Task instructions: Find each line in the listing below that contains the word "water" and copy those lines out.

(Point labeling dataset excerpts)
================================

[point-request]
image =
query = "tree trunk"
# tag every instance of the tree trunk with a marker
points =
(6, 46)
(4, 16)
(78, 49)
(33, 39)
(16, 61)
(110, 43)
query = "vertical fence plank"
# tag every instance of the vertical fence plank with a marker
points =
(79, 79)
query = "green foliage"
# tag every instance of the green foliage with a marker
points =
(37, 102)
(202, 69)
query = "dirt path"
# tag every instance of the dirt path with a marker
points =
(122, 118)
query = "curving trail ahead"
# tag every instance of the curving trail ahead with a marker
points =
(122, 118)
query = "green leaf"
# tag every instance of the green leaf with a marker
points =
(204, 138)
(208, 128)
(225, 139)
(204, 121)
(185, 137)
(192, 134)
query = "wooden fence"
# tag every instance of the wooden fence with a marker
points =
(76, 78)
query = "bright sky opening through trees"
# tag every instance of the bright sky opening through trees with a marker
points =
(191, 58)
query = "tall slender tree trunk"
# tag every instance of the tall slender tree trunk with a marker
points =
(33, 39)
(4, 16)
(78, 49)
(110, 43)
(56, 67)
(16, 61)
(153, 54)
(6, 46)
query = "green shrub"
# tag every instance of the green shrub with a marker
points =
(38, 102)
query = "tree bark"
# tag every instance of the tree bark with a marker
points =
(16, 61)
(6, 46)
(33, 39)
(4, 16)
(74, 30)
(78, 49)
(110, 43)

================================

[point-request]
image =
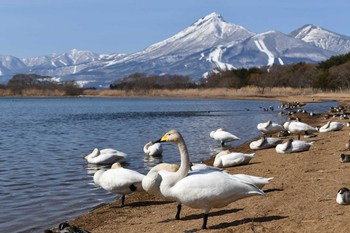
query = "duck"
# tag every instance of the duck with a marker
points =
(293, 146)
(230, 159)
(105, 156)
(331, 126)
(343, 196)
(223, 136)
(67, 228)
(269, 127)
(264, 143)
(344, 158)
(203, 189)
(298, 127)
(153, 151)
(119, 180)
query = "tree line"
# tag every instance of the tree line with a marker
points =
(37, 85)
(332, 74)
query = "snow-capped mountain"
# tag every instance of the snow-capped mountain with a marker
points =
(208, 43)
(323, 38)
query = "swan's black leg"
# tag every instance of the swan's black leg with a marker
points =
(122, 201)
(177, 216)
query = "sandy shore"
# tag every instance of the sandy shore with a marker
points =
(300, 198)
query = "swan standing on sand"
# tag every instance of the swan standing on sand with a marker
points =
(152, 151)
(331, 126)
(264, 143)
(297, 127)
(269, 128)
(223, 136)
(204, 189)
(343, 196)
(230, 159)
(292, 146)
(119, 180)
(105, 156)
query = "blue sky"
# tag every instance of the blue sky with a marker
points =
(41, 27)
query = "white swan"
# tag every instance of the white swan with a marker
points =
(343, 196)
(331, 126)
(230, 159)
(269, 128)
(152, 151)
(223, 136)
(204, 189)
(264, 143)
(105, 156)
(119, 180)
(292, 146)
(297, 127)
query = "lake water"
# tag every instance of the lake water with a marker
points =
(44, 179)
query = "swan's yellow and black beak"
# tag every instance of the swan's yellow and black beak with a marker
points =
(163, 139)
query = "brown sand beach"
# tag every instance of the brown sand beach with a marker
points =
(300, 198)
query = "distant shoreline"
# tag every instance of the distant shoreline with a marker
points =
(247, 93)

================================

Result below:
query = "lake water"
# tag every instance of the lake water with a marker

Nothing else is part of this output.